1. Overview
Streaming enables us to incrementally load big or infinite data sets that wouldn’t typically fit in memory and operate on them without blowing our heap or running into an OOM error.
The FS2 streaming library helps achieve this goal in a fully functional way by taking advantage of functional programming (FP) paradigms.
2. Streams
Let’s say we have a large data file of over 90 GB and we’re tasked with writing a program that counts the total number of words in the file and writes the result to another file. A naive approach will be to load the file into memory and then try to count the words.
Here’s an example of trying to count the words in our large file in a non-functional way:
def readAndWriteFile(readFrom: String, writeTo: String) = {
val counts = mutable.Map.empty[String, Int]
val fileSource = scala.io.Source.fromFile(readFrom)
try {
fileSource
.getLines()
.toList
.flatMap(_.split("\\W+"))
.foreach { word =>
counts += (word -> (counts.getOrElse(word, 0) + 1))
}
} finally {
fileSource.close()
}
val fileContent = counts.foldLeft("") {
case (accumulator, (word, count)) =>
accumulator + s"$word = $count\n"
}
val writer = new PrintWriter(new File(writeTo))
writer.write(fileContent)
writer.close()

**DIRECTIONS**
In the FS2 streaming text, how large is the data file in the word-count scenario?

**GIVEN INFORMATION**

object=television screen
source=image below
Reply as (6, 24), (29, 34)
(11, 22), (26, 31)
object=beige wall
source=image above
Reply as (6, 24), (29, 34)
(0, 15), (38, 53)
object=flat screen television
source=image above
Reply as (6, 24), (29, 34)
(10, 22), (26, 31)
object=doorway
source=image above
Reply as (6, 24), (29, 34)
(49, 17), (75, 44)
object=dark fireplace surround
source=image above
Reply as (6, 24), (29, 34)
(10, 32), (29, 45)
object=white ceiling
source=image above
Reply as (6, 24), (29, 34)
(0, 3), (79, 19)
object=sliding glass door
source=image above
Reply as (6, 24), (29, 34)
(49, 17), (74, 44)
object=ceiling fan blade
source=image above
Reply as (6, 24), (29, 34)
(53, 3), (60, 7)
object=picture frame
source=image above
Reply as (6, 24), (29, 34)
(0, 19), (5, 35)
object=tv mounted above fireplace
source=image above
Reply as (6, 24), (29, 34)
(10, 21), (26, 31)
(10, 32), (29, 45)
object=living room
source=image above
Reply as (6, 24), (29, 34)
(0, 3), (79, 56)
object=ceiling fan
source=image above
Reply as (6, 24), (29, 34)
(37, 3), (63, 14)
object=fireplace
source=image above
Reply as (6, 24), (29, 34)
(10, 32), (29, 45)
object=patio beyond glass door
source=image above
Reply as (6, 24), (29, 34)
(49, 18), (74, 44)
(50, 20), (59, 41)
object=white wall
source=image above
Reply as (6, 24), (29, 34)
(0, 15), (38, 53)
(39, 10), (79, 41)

**ANSWER FOR THIS EXERCISE**
Over 90 GB.